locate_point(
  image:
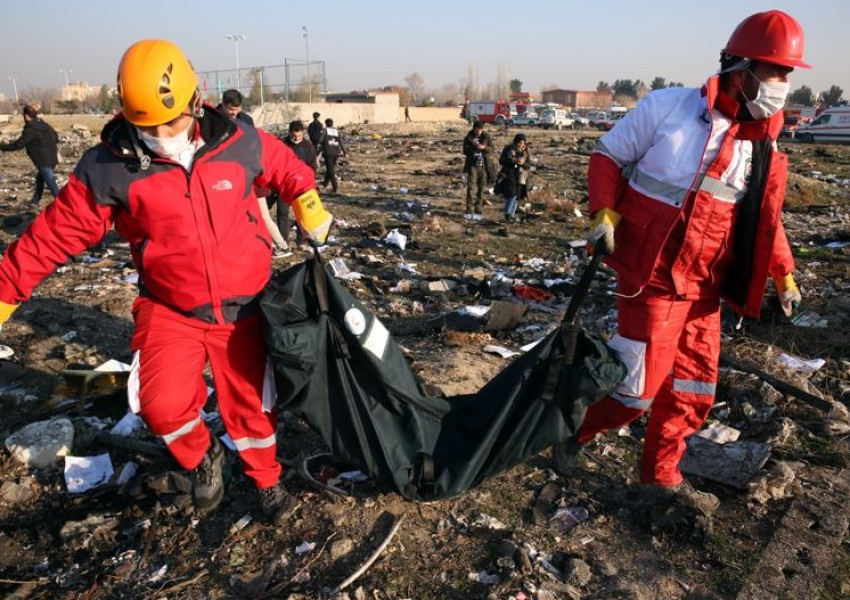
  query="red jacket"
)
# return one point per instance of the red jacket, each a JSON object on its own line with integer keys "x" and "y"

+ + +

EXERCISE: Only the pictures are to be dropped; the rest of the material above must be duplicated exactly.

RESULT FOR THIS EXERCISE:
locate_point(
  image:
  query="red jacket"
)
# return one point per instance of the red jacket, each a JSON object on its own line with integer keys "x" and "y"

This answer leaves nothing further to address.